# JOB A
In the post on the net and the art media, what is the art media said to remain crucial to the art machine as?

[Date Prev][Date Next][Thread Prev][Thread Next][Date Index][Thread Index]

<eyebeam><blast> The Net. and the Art Media



rather than swing in all directions at the same time, like we've
occasionally done on this forum, i'd like to take advantage of matthew
slotover's appearance as guest this week to pose a few, albeit general
and widely open-ended, questions in his area of work and expertise.

matthew, at no time was the art media more influential in determining
the fate of artistic careers and shaping the contours of mainstream
taste than in the past half century, and many would argue that little
has changed lately in the enormity of its power and significance. even
at the height of the vogue of the critic as superstar, the critic was
almost always no more than a wimpish scrounger at the mercy of the
editor, the proprietor, and the organ through which 'criticism' was made
possible. today when a new crop of independent curators seem to drive
the art business, mercurial and loose, undermining the critic as the
ethical precepts that governed curator-artist-critic relationships in
the past collapse under their own inherent inconsistency and the triumph
of free-agency, many would still argue that the art media remains
crucial to the art machine as a trader in visibility and strategic
positioning.
 
the implications of the net. for artistic practice [formerly 'studio'
practice] are already in evidence, even if we are still in th process of
properly articulating it. so are its implications for publishing and the
information market, generally.

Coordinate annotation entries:
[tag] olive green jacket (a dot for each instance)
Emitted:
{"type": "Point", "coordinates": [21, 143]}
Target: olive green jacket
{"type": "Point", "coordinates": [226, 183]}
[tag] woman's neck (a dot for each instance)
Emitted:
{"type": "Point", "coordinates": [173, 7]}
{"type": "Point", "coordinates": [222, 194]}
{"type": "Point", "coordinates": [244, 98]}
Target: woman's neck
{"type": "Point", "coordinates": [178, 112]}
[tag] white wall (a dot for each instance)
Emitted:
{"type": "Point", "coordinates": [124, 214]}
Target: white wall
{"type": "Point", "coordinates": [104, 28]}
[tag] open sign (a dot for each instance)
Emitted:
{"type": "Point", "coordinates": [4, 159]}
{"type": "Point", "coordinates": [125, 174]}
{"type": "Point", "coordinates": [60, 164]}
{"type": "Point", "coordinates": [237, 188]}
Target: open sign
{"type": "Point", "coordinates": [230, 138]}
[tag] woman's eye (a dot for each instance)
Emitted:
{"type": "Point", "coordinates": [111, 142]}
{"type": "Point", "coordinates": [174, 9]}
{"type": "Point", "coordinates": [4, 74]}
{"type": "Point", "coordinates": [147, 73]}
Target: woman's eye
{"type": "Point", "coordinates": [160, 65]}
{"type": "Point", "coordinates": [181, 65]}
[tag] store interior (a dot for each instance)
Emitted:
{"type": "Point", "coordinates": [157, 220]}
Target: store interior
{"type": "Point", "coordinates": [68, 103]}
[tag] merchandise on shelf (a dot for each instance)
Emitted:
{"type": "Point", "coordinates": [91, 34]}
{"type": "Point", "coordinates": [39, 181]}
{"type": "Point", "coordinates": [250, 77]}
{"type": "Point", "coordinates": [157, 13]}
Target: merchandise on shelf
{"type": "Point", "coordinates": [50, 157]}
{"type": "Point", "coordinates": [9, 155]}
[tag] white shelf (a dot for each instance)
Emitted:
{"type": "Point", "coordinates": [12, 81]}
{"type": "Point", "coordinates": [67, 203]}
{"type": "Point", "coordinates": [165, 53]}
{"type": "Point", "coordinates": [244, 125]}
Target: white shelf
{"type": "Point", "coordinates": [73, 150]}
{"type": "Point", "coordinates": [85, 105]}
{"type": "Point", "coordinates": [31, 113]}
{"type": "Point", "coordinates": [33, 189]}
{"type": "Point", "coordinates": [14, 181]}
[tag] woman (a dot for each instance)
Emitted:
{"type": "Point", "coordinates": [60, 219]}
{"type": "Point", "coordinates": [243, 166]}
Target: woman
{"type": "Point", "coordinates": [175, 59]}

# JOB B
In the records, starting at the line containing "[tag] woman (a dot for each instance)" and ending at the end of the records, swap "Emitted" for "Predicted" and reproduce those lines with nothing else changed.

# EXERCISE RESPONSE A
A trader in visibility and strategic positioning.

# EXERCISE RESPONSE B
[tag] woman (a dot for each instance)
Predicted:
{"type": "Point", "coordinates": [60, 219]}
{"type": "Point", "coordinates": [243, 166]}
Target: woman
{"type": "Point", "coordinates": [175, 59]}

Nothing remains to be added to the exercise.